* **Consigne 1**:
Résumez en deux phrases le texte sur l'UNRWA.
* **Consigne 2**:
Répondez brièvement aux questions suivantes d'après le texte sur l'UNRWA.
(a) Quel poste Johann Soufi occupait-il ?
(b) Qu'est-ce que le groupe à bord de camions a récupéré dans le complexe de l'agence ?
(c) De quel réseau social les messages de l'UNRWA ont-ils disparu ?

* **Texte présenté**:
===============
En parallèle, IMPACT-se relève que «de l’aveu même du Hamas, plus de 100 diplômés de l’UNRWA sont devenus des terroristes actifs du Hamas». Un argument que rejette Johann Soufi, ancien responsable du département juridique de l’UNRWA à Gaza : «C’est aussi ridicule que de dire que l’école publique française forme des criminels.»
«Attaques sensationnalistes»
Ces soupçons de connivence ont également nourri, dès le 16 octobre, les réactions à la suppression par l’UNRWA d’une suite de tweets. Dans cette publication, dont une version archivée reste accessible, l’agence onusienne expliquait avoir été informée du fait qu’«un groupe de personnes à bord de camions prétendant appartenir au ministère de la Santé des autorités de fait à Gaza, a récupéré du carburant et du matériel médical stocké à l’intérieur du complexe de l’agence dans la ville de Gaza». Sachant que le terme «autorités de fait», quand on parle de la bande de Gaza, désigne communément le Hamas. Lorsque, quelques instants plus tard, ces messages ont disparu du réseau social X, l’UNRWA a aussitôt été accusée de vouloir protéger le mouvement islamiste. Notamment, le compte officiel de l’Etat d’Israël s’est empressé de réagir : «Le Hamas s’est-il également introduit dans votre compte Twitter ? Ou avez-vous simplement peur de décevoir vos amis terroristes ?»
===============
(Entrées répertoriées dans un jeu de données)
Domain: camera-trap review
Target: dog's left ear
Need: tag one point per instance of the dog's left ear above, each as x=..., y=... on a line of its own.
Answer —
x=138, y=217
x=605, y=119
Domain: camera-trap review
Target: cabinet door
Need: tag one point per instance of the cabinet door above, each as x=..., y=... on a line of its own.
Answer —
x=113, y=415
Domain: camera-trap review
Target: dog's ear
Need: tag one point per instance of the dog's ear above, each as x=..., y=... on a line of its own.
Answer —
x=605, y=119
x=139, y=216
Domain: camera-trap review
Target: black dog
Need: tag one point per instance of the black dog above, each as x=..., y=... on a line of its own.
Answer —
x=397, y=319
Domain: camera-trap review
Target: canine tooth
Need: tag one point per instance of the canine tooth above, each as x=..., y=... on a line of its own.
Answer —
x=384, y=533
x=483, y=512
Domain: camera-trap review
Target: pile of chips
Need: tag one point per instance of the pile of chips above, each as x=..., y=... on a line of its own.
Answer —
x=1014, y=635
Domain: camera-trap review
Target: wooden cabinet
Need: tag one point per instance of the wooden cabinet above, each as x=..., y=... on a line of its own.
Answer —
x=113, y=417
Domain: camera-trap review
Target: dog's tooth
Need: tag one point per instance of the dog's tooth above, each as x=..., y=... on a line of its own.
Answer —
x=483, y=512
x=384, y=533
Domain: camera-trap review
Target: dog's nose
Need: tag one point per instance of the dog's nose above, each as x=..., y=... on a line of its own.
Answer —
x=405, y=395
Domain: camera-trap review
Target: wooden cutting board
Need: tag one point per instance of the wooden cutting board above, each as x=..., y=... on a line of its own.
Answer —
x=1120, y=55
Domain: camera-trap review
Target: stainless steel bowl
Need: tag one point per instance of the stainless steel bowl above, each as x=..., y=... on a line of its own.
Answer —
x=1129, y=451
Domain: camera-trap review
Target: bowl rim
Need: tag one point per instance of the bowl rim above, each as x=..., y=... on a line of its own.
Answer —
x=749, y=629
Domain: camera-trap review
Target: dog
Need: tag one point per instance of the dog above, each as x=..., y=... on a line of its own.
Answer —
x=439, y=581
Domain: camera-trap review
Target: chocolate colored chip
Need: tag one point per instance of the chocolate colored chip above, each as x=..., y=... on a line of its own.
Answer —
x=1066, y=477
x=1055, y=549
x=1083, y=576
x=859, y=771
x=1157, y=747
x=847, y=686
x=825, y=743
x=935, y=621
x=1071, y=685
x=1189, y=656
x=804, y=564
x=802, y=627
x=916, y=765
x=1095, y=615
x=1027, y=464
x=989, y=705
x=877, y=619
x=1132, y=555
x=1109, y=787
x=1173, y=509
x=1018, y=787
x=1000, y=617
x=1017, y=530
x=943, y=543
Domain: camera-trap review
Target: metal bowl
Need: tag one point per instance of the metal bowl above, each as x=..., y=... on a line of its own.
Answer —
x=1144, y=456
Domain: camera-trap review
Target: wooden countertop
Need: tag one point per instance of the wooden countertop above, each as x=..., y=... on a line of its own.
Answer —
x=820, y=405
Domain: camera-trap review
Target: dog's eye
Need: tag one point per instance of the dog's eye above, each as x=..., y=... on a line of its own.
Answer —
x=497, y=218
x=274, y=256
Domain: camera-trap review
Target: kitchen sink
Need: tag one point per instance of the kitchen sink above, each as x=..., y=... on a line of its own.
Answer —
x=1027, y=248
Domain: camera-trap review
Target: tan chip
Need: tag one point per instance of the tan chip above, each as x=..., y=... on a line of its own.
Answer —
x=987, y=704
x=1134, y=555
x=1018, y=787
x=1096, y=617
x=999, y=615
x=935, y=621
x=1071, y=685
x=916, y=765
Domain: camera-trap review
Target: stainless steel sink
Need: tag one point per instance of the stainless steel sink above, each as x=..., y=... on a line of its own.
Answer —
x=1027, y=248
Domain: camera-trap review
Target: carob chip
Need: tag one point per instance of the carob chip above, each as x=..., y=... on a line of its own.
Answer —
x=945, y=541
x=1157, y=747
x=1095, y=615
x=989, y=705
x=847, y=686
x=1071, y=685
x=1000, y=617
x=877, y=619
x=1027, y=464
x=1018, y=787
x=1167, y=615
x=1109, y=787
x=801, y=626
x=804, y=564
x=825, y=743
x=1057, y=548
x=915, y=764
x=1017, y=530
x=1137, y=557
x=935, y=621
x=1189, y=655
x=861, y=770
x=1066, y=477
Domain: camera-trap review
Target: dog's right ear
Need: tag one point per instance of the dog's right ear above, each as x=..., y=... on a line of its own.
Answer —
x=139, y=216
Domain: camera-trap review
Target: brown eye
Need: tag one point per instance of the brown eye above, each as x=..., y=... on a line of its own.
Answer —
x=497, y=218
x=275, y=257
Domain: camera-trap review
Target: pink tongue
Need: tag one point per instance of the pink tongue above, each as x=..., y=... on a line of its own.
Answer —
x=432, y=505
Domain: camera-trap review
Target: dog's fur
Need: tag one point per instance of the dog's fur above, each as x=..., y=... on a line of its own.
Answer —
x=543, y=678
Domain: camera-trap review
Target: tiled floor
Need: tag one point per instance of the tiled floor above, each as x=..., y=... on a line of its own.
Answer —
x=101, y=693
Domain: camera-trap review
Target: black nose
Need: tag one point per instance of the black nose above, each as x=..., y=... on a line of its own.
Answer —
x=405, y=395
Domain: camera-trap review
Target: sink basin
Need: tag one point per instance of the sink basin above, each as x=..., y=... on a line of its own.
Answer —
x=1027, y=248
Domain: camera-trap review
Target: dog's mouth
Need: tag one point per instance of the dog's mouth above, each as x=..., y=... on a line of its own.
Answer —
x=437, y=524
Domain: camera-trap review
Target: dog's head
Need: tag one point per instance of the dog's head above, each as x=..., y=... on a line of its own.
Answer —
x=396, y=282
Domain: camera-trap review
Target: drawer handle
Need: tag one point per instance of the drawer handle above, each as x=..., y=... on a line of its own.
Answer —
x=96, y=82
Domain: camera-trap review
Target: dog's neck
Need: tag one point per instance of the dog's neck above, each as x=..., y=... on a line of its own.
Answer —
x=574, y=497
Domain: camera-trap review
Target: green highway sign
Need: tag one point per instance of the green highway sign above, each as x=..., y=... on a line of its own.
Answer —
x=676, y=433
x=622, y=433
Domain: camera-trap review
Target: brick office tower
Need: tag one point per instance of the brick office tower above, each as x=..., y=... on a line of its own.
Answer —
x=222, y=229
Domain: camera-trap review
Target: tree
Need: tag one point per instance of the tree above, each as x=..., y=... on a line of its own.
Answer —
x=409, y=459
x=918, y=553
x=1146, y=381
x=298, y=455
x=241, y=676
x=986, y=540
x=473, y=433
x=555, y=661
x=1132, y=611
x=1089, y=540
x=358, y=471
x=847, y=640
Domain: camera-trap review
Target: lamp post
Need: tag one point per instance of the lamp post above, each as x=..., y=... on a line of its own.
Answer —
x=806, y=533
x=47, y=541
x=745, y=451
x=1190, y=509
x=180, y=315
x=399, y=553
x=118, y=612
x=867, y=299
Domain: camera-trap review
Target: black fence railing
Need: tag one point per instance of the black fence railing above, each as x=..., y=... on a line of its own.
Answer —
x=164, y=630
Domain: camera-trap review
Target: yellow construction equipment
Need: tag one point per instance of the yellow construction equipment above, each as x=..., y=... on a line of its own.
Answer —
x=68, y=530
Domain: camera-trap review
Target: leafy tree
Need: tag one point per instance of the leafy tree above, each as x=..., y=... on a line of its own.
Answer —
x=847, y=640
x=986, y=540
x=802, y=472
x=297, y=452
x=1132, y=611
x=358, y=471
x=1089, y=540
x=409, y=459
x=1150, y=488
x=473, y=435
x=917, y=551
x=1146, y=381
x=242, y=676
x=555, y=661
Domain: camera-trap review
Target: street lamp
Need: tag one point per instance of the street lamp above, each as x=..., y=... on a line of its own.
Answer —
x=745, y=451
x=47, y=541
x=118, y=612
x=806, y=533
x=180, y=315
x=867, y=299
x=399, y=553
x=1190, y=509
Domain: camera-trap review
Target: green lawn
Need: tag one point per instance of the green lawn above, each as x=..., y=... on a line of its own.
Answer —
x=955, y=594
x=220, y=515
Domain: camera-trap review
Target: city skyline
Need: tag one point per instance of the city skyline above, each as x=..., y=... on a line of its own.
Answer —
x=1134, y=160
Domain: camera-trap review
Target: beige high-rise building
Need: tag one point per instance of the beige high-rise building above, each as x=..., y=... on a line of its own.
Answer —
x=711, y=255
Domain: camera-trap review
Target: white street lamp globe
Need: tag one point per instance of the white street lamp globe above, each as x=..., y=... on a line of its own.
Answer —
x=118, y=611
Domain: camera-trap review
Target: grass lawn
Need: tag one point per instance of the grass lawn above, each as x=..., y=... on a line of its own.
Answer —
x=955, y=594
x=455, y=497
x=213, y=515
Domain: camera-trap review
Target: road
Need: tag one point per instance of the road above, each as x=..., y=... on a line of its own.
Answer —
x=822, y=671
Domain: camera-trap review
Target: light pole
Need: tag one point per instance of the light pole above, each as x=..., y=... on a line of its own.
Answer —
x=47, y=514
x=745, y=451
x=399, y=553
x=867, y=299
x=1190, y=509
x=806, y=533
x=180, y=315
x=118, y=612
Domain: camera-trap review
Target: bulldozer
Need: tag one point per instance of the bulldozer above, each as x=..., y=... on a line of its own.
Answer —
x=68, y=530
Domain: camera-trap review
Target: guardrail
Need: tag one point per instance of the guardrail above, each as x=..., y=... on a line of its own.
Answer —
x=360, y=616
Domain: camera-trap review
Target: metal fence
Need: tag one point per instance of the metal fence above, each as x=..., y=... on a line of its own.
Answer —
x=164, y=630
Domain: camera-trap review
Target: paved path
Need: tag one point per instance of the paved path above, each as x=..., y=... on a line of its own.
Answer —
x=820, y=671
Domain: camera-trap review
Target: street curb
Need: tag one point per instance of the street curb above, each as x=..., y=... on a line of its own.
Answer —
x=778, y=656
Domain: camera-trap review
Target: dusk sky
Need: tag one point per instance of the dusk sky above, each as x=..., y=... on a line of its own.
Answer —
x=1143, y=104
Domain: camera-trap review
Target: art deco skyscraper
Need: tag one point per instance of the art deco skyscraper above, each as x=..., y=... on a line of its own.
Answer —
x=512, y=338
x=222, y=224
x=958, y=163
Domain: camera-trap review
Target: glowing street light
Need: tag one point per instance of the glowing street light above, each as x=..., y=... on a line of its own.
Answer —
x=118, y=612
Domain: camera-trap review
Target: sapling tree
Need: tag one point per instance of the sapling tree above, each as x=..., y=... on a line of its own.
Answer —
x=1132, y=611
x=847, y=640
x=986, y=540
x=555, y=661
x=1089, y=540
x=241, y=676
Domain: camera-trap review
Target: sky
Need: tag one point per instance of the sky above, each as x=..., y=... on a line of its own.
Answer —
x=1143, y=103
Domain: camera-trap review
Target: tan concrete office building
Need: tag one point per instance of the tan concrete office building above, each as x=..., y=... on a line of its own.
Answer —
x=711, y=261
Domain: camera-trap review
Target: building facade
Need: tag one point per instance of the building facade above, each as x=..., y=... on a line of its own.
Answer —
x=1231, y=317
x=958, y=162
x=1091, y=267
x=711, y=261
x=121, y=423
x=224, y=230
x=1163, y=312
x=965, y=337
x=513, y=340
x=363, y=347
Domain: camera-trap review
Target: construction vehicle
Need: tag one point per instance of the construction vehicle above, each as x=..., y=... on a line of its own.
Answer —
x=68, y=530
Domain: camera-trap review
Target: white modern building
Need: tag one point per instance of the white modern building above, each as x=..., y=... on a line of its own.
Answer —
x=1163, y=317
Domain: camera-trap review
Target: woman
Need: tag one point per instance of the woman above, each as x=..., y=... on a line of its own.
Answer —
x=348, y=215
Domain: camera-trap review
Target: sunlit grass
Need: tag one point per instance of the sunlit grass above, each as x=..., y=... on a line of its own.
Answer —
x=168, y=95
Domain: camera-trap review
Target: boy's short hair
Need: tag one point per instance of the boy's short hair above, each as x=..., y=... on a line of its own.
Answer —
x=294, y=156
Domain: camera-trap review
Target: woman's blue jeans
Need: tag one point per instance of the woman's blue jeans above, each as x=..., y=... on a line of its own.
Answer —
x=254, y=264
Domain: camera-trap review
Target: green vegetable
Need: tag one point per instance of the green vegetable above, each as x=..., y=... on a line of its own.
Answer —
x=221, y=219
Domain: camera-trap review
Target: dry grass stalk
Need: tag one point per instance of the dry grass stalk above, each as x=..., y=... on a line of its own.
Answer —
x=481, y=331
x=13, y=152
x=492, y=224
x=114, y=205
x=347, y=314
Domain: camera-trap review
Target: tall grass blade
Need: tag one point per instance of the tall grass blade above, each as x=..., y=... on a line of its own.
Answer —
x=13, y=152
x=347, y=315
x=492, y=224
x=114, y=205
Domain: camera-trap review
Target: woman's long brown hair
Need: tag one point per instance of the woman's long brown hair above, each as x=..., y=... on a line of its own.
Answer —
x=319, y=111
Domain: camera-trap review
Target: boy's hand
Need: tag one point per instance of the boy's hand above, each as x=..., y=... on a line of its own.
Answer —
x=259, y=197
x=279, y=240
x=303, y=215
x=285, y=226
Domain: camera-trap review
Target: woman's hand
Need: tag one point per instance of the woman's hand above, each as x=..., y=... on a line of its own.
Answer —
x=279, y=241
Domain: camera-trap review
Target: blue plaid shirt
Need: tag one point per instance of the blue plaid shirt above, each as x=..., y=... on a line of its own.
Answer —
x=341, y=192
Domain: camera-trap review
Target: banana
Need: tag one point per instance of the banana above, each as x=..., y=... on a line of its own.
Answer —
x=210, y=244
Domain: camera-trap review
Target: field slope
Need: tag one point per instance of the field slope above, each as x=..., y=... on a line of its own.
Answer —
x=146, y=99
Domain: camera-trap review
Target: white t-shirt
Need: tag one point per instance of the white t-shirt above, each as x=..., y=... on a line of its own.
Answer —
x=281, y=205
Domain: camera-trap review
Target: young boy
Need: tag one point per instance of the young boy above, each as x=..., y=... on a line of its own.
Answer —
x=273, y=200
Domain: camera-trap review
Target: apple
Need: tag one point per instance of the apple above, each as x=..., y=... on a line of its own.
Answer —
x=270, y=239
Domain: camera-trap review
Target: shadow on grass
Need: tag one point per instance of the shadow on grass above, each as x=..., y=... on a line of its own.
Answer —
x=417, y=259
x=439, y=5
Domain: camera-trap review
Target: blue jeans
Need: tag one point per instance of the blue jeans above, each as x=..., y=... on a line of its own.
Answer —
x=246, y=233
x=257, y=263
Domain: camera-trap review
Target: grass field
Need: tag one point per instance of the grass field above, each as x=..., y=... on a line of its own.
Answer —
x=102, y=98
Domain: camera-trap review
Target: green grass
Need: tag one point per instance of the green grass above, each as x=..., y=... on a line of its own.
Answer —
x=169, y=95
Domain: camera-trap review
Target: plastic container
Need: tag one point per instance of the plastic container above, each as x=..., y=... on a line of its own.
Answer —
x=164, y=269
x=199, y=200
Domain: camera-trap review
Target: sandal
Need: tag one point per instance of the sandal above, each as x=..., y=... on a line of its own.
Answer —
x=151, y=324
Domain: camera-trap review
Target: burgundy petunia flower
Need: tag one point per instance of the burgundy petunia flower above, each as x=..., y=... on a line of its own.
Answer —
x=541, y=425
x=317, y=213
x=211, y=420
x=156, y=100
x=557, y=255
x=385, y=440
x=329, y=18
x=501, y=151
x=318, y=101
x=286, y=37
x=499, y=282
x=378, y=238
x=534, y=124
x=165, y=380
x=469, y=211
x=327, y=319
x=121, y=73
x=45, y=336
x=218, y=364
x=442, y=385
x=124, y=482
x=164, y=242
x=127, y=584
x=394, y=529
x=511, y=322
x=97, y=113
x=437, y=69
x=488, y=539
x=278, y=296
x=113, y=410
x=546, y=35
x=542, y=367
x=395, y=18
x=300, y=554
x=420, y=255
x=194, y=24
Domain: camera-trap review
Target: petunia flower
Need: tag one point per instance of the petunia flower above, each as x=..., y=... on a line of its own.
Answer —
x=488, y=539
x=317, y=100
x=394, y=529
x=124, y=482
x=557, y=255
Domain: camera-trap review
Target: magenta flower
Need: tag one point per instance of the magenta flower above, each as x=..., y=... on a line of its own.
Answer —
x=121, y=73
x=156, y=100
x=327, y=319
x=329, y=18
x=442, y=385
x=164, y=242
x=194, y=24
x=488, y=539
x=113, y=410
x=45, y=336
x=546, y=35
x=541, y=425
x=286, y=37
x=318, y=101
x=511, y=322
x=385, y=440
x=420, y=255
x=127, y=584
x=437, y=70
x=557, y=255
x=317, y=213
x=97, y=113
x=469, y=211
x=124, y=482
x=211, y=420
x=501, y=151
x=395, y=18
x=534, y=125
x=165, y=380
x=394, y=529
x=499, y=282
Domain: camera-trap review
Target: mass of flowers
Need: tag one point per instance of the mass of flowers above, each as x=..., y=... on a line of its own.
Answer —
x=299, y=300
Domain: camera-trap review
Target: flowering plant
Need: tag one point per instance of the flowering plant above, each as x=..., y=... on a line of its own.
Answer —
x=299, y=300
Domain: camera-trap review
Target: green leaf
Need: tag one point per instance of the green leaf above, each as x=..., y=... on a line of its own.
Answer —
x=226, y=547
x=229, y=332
===============
* **Votre réponse 1**:
IMPACT-se affirme, en s'appuyant sur l'aveu du Hamas, que plus de 100 diplômés de l'UNRWA sont devenus des terroristes actifs du Hamas, un argument que Johann Soufi, ancien responsable du département juridique de l'UNRWA à Gaza, juge ridicule. Le 16 octobre, l'UNRWA a supprimé des tweets indiquant qu'un groupe prétendant appartenir au ministère de la Santé des autorités de fait avait récupéré du carburant et du matériel médical dans son complexe de Gaza, ce qui a valu à l'agence d'être accusée de protéger le Hamas, notamment par le compte officiel de l'Etat d'Israël.

* **Votre réponse 2**:
(a) Ancien responsable du département juridique de l'UNRWA à Gaza.
(b) Du carburant et du matériel médical.
(c) Du réseau social X.